■ **The request**
Could you reproduce the records below word for word, starting at the line containing "the green dresser?" and ending at the line containing "[34,286,111,340]", with both of those lines included?

[Region annotation entries]

=====

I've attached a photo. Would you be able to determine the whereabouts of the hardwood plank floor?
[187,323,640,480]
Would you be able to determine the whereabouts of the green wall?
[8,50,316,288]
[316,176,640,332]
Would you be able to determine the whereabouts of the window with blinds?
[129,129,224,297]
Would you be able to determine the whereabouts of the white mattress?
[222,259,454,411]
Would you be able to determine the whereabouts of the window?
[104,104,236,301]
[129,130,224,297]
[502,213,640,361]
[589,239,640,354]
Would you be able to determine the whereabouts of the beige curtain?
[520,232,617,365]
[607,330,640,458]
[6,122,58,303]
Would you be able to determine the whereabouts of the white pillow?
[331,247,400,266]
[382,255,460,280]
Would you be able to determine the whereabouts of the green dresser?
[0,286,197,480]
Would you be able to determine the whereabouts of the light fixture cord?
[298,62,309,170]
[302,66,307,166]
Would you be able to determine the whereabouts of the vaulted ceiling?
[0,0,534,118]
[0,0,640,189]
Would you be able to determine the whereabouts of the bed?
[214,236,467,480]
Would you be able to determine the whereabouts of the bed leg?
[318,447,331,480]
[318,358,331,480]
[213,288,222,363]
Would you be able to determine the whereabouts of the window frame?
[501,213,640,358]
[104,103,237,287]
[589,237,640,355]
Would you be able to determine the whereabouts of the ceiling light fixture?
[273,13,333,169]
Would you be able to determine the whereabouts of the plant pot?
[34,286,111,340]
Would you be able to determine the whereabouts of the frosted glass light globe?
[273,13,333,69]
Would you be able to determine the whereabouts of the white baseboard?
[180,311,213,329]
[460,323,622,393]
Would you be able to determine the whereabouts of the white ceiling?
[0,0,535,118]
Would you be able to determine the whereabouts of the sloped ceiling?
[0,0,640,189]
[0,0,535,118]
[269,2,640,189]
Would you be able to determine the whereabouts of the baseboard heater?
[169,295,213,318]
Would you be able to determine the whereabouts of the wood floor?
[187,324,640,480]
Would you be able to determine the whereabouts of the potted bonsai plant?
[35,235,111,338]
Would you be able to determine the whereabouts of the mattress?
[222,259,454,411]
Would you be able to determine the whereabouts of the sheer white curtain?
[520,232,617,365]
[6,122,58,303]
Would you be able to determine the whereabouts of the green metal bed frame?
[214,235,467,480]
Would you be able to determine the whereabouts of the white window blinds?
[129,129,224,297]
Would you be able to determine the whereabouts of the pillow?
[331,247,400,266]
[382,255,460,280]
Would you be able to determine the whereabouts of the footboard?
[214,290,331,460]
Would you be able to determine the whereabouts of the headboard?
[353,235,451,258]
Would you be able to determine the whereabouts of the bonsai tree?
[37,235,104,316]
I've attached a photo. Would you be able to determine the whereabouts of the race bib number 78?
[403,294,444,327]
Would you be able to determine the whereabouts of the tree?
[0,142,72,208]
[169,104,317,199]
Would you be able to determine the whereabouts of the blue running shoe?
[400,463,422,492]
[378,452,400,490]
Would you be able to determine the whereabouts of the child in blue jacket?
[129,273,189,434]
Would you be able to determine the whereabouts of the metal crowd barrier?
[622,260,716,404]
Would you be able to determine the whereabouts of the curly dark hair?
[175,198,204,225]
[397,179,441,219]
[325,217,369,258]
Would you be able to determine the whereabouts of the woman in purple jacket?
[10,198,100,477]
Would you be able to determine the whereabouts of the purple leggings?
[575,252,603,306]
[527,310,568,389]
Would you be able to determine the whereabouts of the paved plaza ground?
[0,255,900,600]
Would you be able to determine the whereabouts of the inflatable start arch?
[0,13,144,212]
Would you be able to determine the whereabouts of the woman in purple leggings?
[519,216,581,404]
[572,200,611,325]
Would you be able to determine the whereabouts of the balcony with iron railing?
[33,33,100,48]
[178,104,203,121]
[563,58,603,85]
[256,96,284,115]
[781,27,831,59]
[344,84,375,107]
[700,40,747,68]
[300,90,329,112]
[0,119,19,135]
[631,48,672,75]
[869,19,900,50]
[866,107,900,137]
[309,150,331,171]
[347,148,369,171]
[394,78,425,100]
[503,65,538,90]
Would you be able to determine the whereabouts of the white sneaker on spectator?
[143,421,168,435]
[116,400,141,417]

=====

■ **Task solution**
Would you be able to determine the whereabouts of the green dresser?
[0,286,197,480]
Would you be able to determine the whereabouts of the light fixture cord?
[298,62,309,170]
[302,66,307,166]
Would you be able to determine the whereabouts of the vaulted ceiling?
[0,0,534,118]
[0,0,640,189]
Would you be able to determine the whereabouts of the bed?
[214,236,467,480]
Would you be able to determine the whereabouts of the bed leg?
[318,447,331,480]
[318,358,331,480]
[213,288,222,363]
Would you be able to determine the whereabouts of the window frame?
[501,213,640,358]
[104,103,237,287]
[589,237,640,355]
Would you be able to determine the whereabouts of the ceiling light fixture?
[273,13,333,169]
Would you be able to determine the whereabouts of the plant pot?
[34,286,111,340]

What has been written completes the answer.